Work to complete
Exclude the pictures, then repeat exactly each line from the one containing "Look at the photo above. For every instance of the fence" to the final line of the records that follow.

[Input for this task — start]

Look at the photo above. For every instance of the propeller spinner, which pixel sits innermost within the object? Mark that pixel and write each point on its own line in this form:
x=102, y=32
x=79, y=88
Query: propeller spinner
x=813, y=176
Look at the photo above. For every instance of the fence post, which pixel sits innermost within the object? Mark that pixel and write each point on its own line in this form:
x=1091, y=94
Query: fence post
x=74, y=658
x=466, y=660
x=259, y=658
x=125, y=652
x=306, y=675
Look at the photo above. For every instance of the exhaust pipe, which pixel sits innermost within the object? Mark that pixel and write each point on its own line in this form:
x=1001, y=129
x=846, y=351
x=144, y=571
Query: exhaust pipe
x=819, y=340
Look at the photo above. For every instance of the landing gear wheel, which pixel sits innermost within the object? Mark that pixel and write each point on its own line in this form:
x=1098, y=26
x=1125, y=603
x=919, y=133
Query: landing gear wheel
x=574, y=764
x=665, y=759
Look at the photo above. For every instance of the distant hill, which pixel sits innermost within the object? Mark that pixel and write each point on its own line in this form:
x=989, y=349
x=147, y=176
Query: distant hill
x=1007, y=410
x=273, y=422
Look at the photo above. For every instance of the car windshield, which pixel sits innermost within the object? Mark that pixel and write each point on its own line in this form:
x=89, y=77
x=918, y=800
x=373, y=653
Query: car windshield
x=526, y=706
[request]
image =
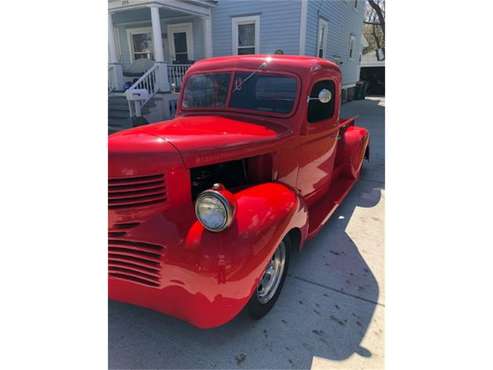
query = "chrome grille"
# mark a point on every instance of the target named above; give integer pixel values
(127, 192)
(135, 261)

[Input for this task — finish]

Exercise result
Look at the photo above. For every instance of the fence post, which pixel sits innermost within the object? Mark that pixel and write each point on its own line in this form:
x=1091, y=94
Query: fence post
x=74, y=658
x=466, y=660
x=259, y=658
x=125, y=652
x=306, y=675
Look at the photo above. For every instance of the exhaust pipe, which pixel sits innermost within the object? Mark that pixel and write each point on its own line in this form:
x=1001, y=129
x=846, y=351
x=144, y=571
Query: exhaust pipe
x=819, y=340
Look at the photo above. For every instance of the landing gear wheel, which pixel sits innermost within the object? Mark that pixel and write each point on its own line in this form:
x=1098, y=26
x=1125, y=603
x=919, y=133
Query: landing gear wheel
x=574, y=764
x=665, y=759
Look at the photo above. For every instance of the distant hill, which pixel sits innermost within the object? Mark that pixel and write each point on its own line in this form:
x=989, y=349
x=147, y=176
Query: distant hill
x=1007, y=410
x=273, y=422
Look at the photo above. For every instance of the car windshield, which pixel sits innermost within the object? Mark that pixel and write each point on its own line in this form:
x=89, y=77
x=918, y=800
x=373, y=653
Query: car windshield
x=526, y=706
[request]
image =
query = "chrome grille"
# mark a point on every instance of the target named above; give integer pixel values
(127, 192)
(135, 261)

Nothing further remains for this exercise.